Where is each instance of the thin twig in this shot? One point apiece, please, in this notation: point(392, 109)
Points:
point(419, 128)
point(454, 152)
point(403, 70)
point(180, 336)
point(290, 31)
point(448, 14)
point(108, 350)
.....
WORK REQUIRED » Lay out every line of the items above as a Markdown table, with the columns "Number" and "Entry", and leave out the blank lines.

EXPECTED ANSWER »
| Number | Entry |
|---|---|
| 1 | Where is each instance of the thin twig in this shot? One point apiece, please, in this notation: point(392, 109) |
| 2 | Points: |
| 3 | point(419, 128) |
| 4 | point(454, 152) |
| 5 | point(403, 70) |
| 6 | point(180, 336) |
| 7 | point(290, 31) |
| 8 | point(448, 14) |
| 9 | point(108, 350) |